··· Teks Bacaan ···
Tahun 1776 merupakan tonggak
sejarah dalam perkembangan ilmu ekonomi. Pada masa itu, Adam Smith menawarkan
sebuah konsep ekonomi dalam bukunya “An
Inquiry Into the Nature and Causes of The Wealth of Nations”. Dalam bukunya
tersebut, Adam Smith menjelaskan bahwa perekonomian pada dasarnya akan berjalan
dalam sebuah mekanisme independen dibawah komando invisible hand. Mekanisme supply-demand
dengan sendirinya akan memampukan pasar untuk mencapai keseimbangan terbaiknya.
Dengan kata lain ekonomi bergerak didalam sebuah kebebasan untuk mengatur
dirinya sendiri.
![]() |
Sumber: http://avaxhome.ws/ebooks/economics_finances/Wealth_Nations2.html |
![]() |
Sumber: http://www.barnesandnoble.com/ |
John Maynard Keynes kemudian
menawarkan jalan keluar untuk mengatasi Great
Depression dalam bukunya yang berjudul The
General Theory of Employment, Interest and Money. Keynes melihat bahwa rendahnya
Permintaan Agregat pada saat itu merupakan alasan utama dibalik ketidakmampuan
pasar untuk menolong dirinya sendiri. Dengan demikian, peran pemerintah sangat
dibutuhkan untuk sesegera mungkin mengintervensi pasar dengan
kebijakan-kebijakannya dalam rangka perbaikan permintaan agregat, sehingga
pasar atau perekonomian dapat kembali menggeliat.
··· Materi yang Disediakan ···
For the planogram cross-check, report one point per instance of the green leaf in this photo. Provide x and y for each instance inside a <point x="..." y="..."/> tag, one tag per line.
···
··· Materi yang Disediakan ···
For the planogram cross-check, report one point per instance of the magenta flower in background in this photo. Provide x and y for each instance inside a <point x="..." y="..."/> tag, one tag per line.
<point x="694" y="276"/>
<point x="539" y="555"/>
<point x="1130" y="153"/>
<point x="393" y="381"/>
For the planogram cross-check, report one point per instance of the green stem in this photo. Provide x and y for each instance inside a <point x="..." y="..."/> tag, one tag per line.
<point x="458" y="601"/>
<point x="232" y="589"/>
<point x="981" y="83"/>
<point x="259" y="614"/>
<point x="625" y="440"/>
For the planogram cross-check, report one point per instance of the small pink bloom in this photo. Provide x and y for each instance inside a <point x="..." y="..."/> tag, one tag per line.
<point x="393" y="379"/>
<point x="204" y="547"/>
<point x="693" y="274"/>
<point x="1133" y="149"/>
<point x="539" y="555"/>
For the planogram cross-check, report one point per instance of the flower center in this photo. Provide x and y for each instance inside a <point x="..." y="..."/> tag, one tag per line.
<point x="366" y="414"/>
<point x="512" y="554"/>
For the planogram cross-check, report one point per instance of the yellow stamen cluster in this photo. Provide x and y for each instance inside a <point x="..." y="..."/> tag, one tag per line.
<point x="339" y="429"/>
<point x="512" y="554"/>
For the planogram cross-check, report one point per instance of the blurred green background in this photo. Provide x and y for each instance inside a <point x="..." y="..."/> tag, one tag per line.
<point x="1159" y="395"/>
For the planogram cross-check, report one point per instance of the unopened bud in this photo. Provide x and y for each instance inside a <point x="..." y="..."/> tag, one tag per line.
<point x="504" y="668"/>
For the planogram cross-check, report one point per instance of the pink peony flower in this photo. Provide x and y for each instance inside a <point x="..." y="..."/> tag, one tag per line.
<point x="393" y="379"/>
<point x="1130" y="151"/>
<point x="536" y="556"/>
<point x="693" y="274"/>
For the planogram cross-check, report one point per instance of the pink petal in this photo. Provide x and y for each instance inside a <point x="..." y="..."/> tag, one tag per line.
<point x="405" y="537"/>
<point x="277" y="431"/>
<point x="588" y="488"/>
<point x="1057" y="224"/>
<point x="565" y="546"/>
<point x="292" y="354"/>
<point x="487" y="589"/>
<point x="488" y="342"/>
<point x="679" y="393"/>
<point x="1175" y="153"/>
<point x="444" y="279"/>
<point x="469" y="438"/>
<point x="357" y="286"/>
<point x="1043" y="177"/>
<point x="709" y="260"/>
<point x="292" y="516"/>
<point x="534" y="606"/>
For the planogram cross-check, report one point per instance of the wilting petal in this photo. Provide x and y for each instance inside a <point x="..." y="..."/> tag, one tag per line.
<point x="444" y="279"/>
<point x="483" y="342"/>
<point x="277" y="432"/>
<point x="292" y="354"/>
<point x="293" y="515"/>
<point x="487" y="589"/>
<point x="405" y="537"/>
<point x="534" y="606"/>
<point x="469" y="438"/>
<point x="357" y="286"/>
···
▶ **Yang Perlu Dikerjakan**
a) Tuliskan ulang tanpa perubahan bagian teks bacaan tentang gagasan ekonomi Adam Smith dan Keynes yang dimulai pada "Tahun 1776 merupakan" dan berakhir pada "mencapai keseimbangan terbaiknya.".
b) Teruskan teks bacaan tentang gagasan ekonomi Adam Smith dan Keynes, dimulai sesudah kalimat terakhir yang tercantum.

▶ **Hasil Pengerjaan Tugas**
a)
Tahun 1776 merupakan tonggak
sejarah dalam perkembangan ilmu ekonomi. Pada masa itu, Adam Smith menawarkan
sebuah konsep ekonomi dalam bukunya “An
Inquiry Into the Nature and Causes of The Wealth of Nations”. Dalam bukunya
tersebut, Adam Smith menjelaskan bahwa perekonomian pada dasarnya akan berjalan
dalam sebuah mekanisme independen dibawah komando invisible hand. Mekanisme supply-demand
dengan sendirinya akan memampukan pasar untuk mencapai keseimbangan terbaiknya.

b)
Konsep Keynes pun berkembang
menjadi Teori Keynesian Baru yang berpandangan bahwa tidak hanya faktor
permintaan agregat yang harus disorot, namun faktor penawaran agregat pun tidak
kalah pentingnya dalam pergerakan perekonomian sebuah negara. Tapi salah satu
faktor yang tidak berubah dalam Keynesian Baru adalah pentingnya faktor
pemerintah dan kebijakannya dalam perekonomian. Uraian diatas memberikan
gambaran bahwa ada faktor non ekonomi (pemerintah atau institusi) yang tidak
dapat dipisahkan dari proses pengembangan teori-teori ekonomi klasik (Adam
Smith dan Keynes) ke arah teori-teori ekonomi modern.
Tidak dapat dipungkiri bahwa
teori-teori ekonomi klasik telah membantu ekonom di seluruh dunia untuk
membedah berbagai fenomena ekonomi yang mereka hadapi. Teori ekonomi klasik
telah bertindak sebagai dasar bagi pengembangan teori baru maupun pemecahan
masalah-masalah ekonomi yang terjadi. Namun disisi lain, tidak dapat dipungkiri
juga bahwa teori ekonomi klasik dibangun diatas asumsi-asumsi yang merupakan
penyederhanan dari situasi yang sebenarnya terjadi.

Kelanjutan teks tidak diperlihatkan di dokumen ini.